◆ Extracted entries

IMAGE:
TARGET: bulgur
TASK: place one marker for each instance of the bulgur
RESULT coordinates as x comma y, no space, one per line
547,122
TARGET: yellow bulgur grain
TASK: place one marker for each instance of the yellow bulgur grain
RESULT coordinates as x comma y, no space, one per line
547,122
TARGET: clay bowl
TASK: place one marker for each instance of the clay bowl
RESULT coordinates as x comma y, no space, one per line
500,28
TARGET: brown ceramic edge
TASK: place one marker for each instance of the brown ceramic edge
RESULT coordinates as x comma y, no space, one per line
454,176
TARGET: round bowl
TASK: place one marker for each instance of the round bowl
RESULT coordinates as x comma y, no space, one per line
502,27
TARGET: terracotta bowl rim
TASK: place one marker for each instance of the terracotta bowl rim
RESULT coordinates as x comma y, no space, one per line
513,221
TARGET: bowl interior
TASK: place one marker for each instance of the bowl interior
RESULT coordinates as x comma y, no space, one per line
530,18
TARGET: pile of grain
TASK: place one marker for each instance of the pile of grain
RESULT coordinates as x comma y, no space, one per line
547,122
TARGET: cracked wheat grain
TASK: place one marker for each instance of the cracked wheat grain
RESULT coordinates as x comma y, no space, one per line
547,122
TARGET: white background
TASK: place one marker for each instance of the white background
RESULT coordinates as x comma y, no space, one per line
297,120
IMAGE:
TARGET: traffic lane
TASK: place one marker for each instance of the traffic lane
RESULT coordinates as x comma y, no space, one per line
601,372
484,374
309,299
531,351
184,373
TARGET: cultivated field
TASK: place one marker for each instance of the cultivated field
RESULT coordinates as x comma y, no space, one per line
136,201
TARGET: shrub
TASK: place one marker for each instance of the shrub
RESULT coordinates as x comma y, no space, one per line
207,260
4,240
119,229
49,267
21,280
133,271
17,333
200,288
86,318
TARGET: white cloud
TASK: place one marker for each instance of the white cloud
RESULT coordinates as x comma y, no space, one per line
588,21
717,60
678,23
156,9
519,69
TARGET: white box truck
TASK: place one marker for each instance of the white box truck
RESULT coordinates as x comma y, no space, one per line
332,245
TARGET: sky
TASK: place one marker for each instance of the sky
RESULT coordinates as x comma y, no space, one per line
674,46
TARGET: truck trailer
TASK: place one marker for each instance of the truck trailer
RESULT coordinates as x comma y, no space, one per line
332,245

◆ Short task
Write out, character for character, every line from the one containing "TARGET: cracked wheat grain" down through the last of the lines above, both included.

◆ Finished task
TARGET: cracked wheat grain
TASK: place one marker for each instance of the cracked wheat grain
RESULT coordinates as x comma y, no space, one per line
547,122
TARGET: white background
TASK: place one marker for each instance of the white background
RESULT coordinates as x comma y, no space, one per line
297,120
IMAGE:
TARGET: traffic lane
TASK: place one marker for each instance of the traffic lane
RESULT coordinates as x comma y, no space, one per line
601,372
484,374
309,299
531,351
184,373
TARGET: cultivated field
TASK: place one marker for each instance of the cultivated field
RESULT coordinates as x comma y, no space, one per line
136,201
TARGET: shrub
TASK: place one marker for each instance of the shrub
RESULT coordinates as x comma y, no space, one per line
207,260
4,240
119,229
49,267
21,280
133,271
17,333
200,288
86,318
TARGET: white cloud
TASK: place one marker for each instance of the white cloud
RESULT coordinates as x comma y, no space, one per line
588,21
717,60
678,23
156,9
519,69
TARGET: white box truck
TASK: place one marker for each instance of the white box truck
RESULT coordinates as x comma y, no space, one per line
332,245
TARGET: sky
TASK: place one marker for each instance of the sky
RESULT coordinates as x comma y, no space, one per line
674,46
TARGET: truck trailer
TASK: place one marker for each instance of the truck trailer
RESULT coordinates as x comma y, no space, one per line
332,245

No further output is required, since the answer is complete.